My brother-in-law brought up that many (he says 70%) of the Muslims in the world believe that it was not really Muslims who committed the September 11 attack. I pointed out to him that they were in denial because they didn’t want to believe that people of their faith could do something so horribly immoral. By the same token people like my brother-in-law are in denial about wrongs committed by the Bush Administration and the Republican Party. They refuse to believe that people of their party do the things they do. So they find others to blame. Usually it is liberal Democrats who bear their blame just as the Muslims he speaks of say Bush and Israel were behind 9/11. Conservatives convince themselves that they alone love America and that liberals hate our country. Therefore liberals should not be listened to, and conservatives despite whatever failures they may have are the only ones to listen to.
I’ll try not to follow either of these models. The Democratic Party has made many mistakes, and I will point out any the new majority in Congress make, here in this blog. I’ll leave denial as a river in Egypt.
I spent the day before Christmas Eve with my side of the family. It was a wonderful day. My wife’s family are great people, too. Most of them.
I had to spend Christmas Eve and Christmas Day with my brother-in-law. He’s a die-hard conservative Republican Bush supporter. He is supposed to be well educated: bachelors from the University of Virginia and a law degree from Harvard Law School. I have no proof he actually earned these degrees, but I have to give him the benefit of the doubt.
The Christmas Eve political debate at dinner was as turbulent as I expected. As usual he spent most of the time shouting over me and interrupting me. If you ever watch Bill O’Reilly (one of my brother-in-law’s heroes) interview someone he disagrees with, you will see the same technique. Conservatives, I believe, secretly realize that many of their arguments are without merit or have only a tenuous connection with reality, so screaming and interrupting those they disagree with is the only way to “win” an argument. They must interrupt and talk over their opponents because they fear the inadequacies of their own positions will become apparent to others.

- **STATED GOAL**: Rewrite the blog post from the words "I spent the" through "of the doubt.", changing "Harvard Law School" to "Yale Law School". Work from the blog post alone.

- **INFORMATION SUPPLIED**:
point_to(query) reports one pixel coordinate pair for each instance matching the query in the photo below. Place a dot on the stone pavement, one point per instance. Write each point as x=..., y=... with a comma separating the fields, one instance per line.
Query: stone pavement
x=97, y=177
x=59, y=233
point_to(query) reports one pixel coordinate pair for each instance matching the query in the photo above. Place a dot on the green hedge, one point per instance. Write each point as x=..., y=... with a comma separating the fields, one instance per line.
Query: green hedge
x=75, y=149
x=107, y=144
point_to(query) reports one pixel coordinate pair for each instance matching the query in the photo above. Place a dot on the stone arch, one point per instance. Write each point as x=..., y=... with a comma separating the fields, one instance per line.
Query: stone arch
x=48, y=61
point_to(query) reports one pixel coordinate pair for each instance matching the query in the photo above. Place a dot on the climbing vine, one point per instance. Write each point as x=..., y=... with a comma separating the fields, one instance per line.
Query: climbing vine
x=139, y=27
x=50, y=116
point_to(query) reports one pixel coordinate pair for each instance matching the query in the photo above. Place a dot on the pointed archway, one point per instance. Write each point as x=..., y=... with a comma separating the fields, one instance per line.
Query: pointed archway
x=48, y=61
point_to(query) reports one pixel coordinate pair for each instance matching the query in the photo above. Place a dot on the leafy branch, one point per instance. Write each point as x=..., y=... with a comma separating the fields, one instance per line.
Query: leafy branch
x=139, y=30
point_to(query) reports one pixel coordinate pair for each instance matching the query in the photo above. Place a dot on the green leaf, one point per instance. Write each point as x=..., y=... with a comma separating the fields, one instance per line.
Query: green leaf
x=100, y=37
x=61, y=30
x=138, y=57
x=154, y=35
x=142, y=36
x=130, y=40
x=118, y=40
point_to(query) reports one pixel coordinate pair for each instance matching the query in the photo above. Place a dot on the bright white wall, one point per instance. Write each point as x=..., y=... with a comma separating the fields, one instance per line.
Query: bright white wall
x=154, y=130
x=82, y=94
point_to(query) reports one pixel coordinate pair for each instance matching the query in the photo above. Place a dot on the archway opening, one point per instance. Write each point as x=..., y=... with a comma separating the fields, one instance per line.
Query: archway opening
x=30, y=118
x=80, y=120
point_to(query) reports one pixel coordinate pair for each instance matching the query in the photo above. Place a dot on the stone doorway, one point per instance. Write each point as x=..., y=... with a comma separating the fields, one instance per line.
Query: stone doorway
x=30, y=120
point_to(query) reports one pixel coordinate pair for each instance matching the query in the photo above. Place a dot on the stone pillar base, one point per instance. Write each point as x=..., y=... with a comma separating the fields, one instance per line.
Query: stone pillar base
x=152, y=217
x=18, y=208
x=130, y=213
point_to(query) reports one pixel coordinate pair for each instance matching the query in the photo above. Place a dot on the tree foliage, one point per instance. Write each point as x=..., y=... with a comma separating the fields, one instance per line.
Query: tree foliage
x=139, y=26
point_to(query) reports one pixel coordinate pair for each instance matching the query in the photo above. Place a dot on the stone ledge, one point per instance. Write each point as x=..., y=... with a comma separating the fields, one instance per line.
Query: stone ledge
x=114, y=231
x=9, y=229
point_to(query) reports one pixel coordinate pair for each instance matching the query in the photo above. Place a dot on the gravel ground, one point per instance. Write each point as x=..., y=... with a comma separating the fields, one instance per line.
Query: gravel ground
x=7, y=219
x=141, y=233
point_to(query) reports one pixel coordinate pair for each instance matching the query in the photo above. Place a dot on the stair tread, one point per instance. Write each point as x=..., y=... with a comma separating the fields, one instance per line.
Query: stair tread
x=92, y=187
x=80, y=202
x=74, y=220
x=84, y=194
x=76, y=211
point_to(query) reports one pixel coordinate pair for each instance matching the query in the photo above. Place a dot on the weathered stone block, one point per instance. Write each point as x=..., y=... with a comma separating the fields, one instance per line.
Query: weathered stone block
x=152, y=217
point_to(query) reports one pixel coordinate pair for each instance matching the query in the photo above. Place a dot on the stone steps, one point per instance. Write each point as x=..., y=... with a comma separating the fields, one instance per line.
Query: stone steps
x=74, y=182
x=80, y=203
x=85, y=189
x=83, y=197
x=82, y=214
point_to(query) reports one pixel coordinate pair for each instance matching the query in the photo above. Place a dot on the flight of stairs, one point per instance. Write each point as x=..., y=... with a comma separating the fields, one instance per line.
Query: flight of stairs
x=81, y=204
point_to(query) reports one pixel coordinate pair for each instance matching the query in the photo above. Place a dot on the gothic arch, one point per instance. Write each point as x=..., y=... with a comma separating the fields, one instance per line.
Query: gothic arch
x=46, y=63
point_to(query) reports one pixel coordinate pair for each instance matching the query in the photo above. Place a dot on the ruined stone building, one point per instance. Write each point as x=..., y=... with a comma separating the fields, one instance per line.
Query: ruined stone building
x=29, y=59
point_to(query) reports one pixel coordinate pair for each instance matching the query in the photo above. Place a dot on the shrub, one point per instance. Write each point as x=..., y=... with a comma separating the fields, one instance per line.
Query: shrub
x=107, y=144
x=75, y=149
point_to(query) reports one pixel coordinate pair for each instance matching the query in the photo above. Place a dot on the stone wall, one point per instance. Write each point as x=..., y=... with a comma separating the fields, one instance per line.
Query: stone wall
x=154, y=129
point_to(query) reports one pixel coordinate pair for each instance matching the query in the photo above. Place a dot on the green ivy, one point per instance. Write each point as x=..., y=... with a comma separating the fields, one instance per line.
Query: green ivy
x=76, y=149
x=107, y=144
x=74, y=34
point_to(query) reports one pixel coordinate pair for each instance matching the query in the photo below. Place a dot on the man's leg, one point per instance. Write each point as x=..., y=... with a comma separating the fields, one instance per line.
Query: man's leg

- **RESPONSE TO THIS TASK**:
I spent the day before Christmas Eve with my side of the family. It was a wonderful day. My wife’s family are great people, too. Most of them.
I had to spend Christmas Eve and Christmas Day with my brother-in-law. He’s a die-hard conservative Republican Bush supporter. He is supposed to be well educated: bachelors from the University of Virginia and a law degree from Yale Law School. I have no proof he actually earned these degrees, but I have to give him the benefit of the doubt.